_To do_
In the records below, find each line with "headstone" and copy it.

Records provided: Begin

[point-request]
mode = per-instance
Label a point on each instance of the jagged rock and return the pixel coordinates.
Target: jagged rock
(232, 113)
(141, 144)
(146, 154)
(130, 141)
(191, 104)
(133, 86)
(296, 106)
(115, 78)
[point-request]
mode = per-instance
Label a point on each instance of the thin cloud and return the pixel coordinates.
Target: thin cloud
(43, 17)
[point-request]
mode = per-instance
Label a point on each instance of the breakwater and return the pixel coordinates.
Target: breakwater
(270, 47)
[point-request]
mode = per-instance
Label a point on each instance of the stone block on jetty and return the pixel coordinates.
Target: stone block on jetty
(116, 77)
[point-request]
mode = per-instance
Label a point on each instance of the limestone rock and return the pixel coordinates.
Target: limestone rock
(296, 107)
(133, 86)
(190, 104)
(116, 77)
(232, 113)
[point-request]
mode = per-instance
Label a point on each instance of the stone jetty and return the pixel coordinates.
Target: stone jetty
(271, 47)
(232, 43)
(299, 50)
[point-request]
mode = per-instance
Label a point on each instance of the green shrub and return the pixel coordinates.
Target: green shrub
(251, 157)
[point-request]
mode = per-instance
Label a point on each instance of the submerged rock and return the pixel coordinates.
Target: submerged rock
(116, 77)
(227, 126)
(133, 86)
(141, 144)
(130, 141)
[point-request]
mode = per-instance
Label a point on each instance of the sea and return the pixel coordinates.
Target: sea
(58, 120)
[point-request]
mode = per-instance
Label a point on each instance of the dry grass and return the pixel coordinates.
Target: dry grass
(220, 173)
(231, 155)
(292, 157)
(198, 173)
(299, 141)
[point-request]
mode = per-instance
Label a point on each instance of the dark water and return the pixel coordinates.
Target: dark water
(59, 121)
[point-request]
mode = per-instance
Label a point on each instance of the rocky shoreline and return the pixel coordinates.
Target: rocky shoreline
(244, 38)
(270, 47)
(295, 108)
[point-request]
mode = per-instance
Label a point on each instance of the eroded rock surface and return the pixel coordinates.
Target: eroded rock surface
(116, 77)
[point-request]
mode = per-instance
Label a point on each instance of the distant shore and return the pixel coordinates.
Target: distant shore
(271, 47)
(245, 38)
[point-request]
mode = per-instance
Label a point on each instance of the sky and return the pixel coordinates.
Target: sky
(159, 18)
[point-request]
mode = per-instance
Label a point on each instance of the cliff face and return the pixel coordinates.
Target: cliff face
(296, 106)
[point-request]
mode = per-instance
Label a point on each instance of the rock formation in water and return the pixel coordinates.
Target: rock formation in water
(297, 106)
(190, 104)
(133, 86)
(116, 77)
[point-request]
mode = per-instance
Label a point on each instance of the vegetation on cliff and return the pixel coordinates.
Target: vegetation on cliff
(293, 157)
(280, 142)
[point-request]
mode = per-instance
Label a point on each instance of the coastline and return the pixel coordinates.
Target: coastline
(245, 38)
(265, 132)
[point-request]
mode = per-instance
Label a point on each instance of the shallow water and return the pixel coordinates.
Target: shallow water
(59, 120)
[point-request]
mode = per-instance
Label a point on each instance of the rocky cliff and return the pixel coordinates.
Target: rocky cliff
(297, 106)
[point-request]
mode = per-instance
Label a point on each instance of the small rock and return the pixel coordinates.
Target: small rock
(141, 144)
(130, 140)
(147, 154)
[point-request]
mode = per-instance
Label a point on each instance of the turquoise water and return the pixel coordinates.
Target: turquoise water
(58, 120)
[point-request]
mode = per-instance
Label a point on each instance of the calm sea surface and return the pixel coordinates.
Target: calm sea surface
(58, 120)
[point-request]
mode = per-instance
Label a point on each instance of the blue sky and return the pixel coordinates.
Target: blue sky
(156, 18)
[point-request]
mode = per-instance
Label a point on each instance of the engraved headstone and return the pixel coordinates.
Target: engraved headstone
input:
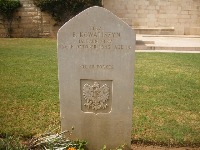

Records provided: End

_Task response_
Label a point on each instance of the engraved headstone and return the pixel coordinates.
Target: engraved headstone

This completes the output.